In order to minimize the NRMSE τ ^*, the optimal effective thickness h ^* _e can be determined by taking the derivative of e(τ ^*) from Eq. 66 and letting:

$$ \frac{{\partial e\left( {\tau^{*} } \right)}}{{\partial h_{e}^{*} }} = 0 $$

(67)

Solving the above equation, the optimal value of h ^* _e (denoted as h ^p* _e ) is determined as:

$$ h_{e}^{p*} = \frac{{2h_{a}^{*2} - \exp \left( { - h_{t}^{*} } \right)^{2} s^{*2} + \sqrt {4h_{a}^{*4} + 4\cos 2\left( {t_{a}^{*} - h_{t}^{*} } \right)\exp \left( { - h_{t}^{*} } \right)^{2} h_{a}^{*2} s^{*2} + \exp \left( { - h_{t}^{*} } \right)^{4} s^{*4} } }}{{4\cos \left( {t_{a}^{*} - h_{t}^{*} } \right)\exp \left( { - h_{t}^{*} } \right)h_{a}^{*} }} $$

(68)

where the negative value is discarded.

* _RECORDED DATA_
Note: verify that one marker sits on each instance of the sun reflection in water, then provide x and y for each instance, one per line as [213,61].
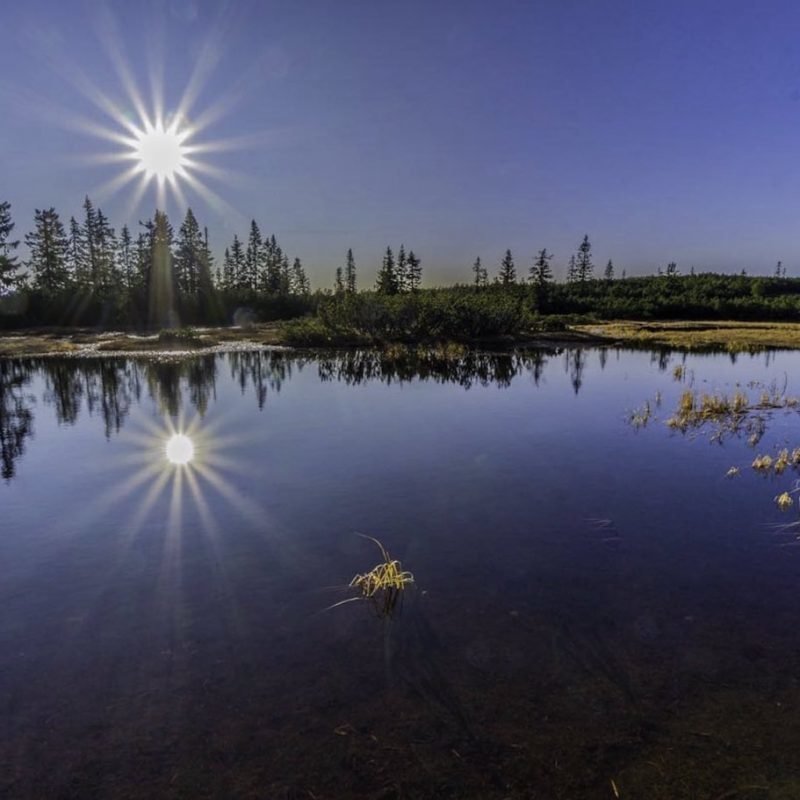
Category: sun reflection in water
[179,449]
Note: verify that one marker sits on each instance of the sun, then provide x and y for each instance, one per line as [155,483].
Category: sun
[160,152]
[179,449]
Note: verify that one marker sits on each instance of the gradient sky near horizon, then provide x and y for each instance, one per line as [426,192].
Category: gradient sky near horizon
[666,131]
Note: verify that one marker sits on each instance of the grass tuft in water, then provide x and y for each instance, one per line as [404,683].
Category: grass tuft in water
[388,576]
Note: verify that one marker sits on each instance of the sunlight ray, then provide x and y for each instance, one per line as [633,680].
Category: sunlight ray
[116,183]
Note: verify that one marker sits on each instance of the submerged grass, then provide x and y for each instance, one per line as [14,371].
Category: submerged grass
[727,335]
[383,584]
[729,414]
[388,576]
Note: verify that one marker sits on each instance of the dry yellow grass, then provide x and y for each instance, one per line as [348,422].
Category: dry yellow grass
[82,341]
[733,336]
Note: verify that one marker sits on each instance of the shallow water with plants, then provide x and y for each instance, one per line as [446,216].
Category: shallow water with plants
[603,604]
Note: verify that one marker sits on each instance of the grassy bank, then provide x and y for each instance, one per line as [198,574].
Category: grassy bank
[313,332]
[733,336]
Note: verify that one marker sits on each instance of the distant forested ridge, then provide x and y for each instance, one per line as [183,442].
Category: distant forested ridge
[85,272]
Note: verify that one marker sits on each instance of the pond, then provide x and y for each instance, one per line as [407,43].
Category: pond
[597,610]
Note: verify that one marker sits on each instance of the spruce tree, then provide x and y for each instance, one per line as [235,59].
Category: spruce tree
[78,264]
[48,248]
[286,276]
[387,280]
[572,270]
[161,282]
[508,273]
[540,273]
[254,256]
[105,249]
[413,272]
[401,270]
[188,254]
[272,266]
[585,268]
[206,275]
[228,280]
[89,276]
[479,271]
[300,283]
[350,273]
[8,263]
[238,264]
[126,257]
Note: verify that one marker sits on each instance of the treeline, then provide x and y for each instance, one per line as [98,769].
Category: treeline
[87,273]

---

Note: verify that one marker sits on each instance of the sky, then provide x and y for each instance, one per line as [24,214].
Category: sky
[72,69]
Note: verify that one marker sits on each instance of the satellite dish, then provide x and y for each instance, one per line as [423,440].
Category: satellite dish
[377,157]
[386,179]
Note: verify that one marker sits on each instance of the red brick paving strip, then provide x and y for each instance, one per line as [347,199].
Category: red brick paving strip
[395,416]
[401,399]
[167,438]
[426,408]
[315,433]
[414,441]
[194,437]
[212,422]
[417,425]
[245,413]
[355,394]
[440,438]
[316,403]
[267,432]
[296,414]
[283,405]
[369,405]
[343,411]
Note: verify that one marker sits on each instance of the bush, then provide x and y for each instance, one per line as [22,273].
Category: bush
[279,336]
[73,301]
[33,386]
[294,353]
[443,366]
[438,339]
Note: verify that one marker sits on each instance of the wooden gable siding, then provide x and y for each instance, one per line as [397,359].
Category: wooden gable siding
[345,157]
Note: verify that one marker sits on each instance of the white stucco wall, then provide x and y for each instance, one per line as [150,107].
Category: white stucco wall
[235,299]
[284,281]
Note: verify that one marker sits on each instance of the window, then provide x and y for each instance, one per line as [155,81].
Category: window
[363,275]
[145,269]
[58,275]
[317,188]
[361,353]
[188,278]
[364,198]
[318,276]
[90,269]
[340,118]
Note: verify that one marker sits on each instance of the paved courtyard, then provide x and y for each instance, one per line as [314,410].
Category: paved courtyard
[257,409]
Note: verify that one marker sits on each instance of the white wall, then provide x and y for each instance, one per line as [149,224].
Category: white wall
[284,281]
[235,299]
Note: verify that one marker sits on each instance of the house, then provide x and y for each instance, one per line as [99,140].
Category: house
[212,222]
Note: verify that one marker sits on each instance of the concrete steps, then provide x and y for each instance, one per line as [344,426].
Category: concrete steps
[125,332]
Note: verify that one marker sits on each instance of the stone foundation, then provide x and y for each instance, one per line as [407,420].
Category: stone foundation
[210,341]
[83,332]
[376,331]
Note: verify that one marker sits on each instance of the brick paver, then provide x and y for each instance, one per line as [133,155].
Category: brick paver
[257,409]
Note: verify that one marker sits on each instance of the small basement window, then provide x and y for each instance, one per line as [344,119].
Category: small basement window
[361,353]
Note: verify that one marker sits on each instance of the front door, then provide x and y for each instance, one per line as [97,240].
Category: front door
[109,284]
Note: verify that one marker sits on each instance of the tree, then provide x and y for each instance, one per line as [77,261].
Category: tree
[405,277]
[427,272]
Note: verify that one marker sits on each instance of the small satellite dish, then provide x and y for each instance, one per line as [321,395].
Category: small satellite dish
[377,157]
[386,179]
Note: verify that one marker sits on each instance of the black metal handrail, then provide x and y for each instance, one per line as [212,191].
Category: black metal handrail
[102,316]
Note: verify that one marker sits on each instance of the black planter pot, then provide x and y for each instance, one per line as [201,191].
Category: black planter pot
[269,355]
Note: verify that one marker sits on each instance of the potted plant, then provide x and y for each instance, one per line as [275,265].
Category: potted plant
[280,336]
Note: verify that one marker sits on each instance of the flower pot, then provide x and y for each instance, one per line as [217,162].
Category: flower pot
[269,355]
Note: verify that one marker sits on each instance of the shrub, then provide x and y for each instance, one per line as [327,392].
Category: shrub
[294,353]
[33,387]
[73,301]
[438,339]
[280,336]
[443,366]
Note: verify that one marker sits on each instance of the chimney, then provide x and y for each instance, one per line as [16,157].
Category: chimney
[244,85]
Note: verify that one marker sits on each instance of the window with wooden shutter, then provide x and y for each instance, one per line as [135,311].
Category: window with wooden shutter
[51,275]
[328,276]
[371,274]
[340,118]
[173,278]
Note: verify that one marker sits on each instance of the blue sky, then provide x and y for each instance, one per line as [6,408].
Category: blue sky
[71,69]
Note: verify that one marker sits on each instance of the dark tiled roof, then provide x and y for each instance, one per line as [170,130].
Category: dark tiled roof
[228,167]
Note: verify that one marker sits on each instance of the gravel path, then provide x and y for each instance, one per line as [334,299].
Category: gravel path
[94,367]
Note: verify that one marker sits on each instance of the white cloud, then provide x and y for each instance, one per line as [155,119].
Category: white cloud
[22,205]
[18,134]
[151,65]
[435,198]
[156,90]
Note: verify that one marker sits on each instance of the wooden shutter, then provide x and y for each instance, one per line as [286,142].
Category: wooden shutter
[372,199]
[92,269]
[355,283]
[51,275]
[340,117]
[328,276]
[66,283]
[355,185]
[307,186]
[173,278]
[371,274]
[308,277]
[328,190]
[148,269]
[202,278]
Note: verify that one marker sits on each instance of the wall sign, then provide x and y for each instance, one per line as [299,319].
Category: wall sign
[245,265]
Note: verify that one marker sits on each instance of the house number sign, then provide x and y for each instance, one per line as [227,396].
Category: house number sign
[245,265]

* _WHAT YOU WILL DO_
A. Answer these questions from the excerpt on optimal effective thickness.
(i) Which equation is e(τ ^*) taken from when its derivative is used?
(ii) What symbol denotes the optimal value of h ^* _e?
(iii) What happens to the negative value in the solution?
B. Reproduce the part of the excerpt on optimal effective thickness starting with "Solving the above" and going on through "value is discarded.".

* _WORKED ANSWERS_
A.
(i) Eq. 66
(ii) h ^p* _e
(iii) It is discarded.

B.
Solving the above equation, the optimal value of h ^* _e (denoted as h ^p* _e ) is determined as:

$$ h_{e}^{p*} = \frac{{2h_{a}^{*2} - \exp \left( { - h_{t}^{*} } \right)^{2} s^{*2} + \sqrt {4h_{a}^{*4} + 4\cos 2\left( {t_{a}^{*} - h_{t}^{*} } \right)\exp \left( { - h_{t}^{*} } \right)^{2} h_{a}^{*2} s^{*2} + \exp \left( { - h_{t}^{*} } \right)^{4} s^{*4} } }}{{4\cos \left( {t_{a}^{*} - h_{t}^{*} } \right)\exp \left( { - h_{t}^{*} } \right)h_{a}^{*} }} $$

(68)

where the negative value is discarded.